> _選んだ抜粋_
----------
株式会社ウフル チーフ・イノベーション・オフィサー IoTイノベーションセンター所長 兼 エグゼクティブコンサルタント八子知礼氏

4月13日(土)、八子クラウド座談会運営メンバーが主催する八子クラウド座談会がウイングアーク1st株式会社にて開催された。

今回で、30回目を迎える八子クラウド座談会は「MaaS特集 〜Mobility大航海時代の到来〜」と題して登壇者に8名を招いた、総勢120名超が参加した大規模なイベントとなった。八子クラウド座談会は、2010年3月から9年間続いているクラウドの勉強会・コミュニティで、おおよそ4半期に1回程度のサイクルで開催されている。当座談会は、第1部プレゼンテーション、第2部パネル討議、第3部ワークショップ、第4部LTで構成されており、当レポートでは、第1部を前編、後編に分けてレポートする。

キーノート「MaaSと自動運転で変わる世界」 -株式会社ウフル チーフ・イノベーション・オフィサー IoTイノベーションセンター所長 兼 エグゼクティブコンサルタント 八子知礼氏

会場内の参加者も様々な移動手段を用いている
会場内の参加者も様々な移動手段を用いている

今日、この会場にどのような交通手段を使ってやって来たか、冒頭で八子氏から参加者へむけて交通手段の問いかけから座談会はスタートした。会場全体の7~8割は地下鉄で、残りは、タクシーや自転車、徒歩という分布であった。では、この中で乗り換え案内アプリを使用した参加者は?地図アプリを使用した参加者は?と質問が続く。

さて、この乗り換え案内アプリと、地図アプリは1つのアプリで一括検索できただろうか。使用されているアプリの多くは、地図アプリは地図機能のみで、乗り換え案内アプリは乗り換え検索機能のみではないだろうか。さらにアプリだけではない。

たとえば、交通手段として自転車と車をレンタル予約しようとする。レンタカーと宿を同時に予約するサービスは提供されているが、複数の交通手段を同一サービス内では予約できるようなサービスは提供されていない、と八子氏は述べた。

MaaSとはなにか

MaaSとは、「Mobility as a Service」の略で、移動のサービス化を意味している。すべての交通手段を異なる移動手段としてではなく、1つのサービスと捉え、異なる場所を異なる移動サービスでシームレスにつなぐ移動サービスを目指すことを指す。
----------
> _やること_
上の抜粋を、「4月13日(土)、八子クラウ」を含むところから書き出し、「第1部を前編、後編に分けてレポートする。」まで書いたら止めてください。

> _表示データ_
----------
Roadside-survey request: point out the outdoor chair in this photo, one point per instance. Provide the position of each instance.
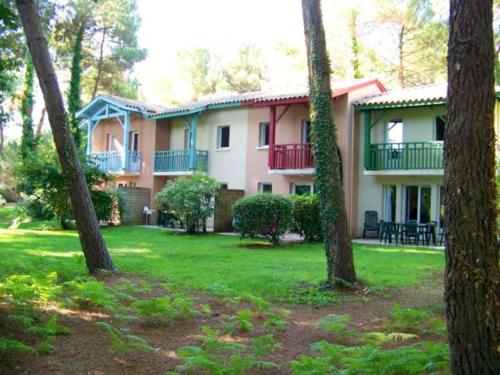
(371, 223)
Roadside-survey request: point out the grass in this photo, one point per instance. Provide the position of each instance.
(198, 261)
----------
> _作業の結果_
4月13日(土)、八子クラウド座談会運営メンバーが主催する八子クラウド座談会がウイングアーク1st株式会社にて開催された。

今回で、30回目を迎える八子クラウド座談会は「MaaS特集 〜Mobility大航海時代の到来〜」と題して登壇者に8名を招いた、総勢120名超が参加した大規模なイベントとなった。八子クラウド座談会は、2010年3月から9年間続いているクラウドの勉強会・コミュニティで、おおよそ4半期に1回程度のサイクルで開催されている。当座談会は、第1部プレゼンテーション、第2部パネル討議、第3部ワークショップ、第4部LTで構成されており、当レポートでは、第1部を前編、後編に分けてレポートする。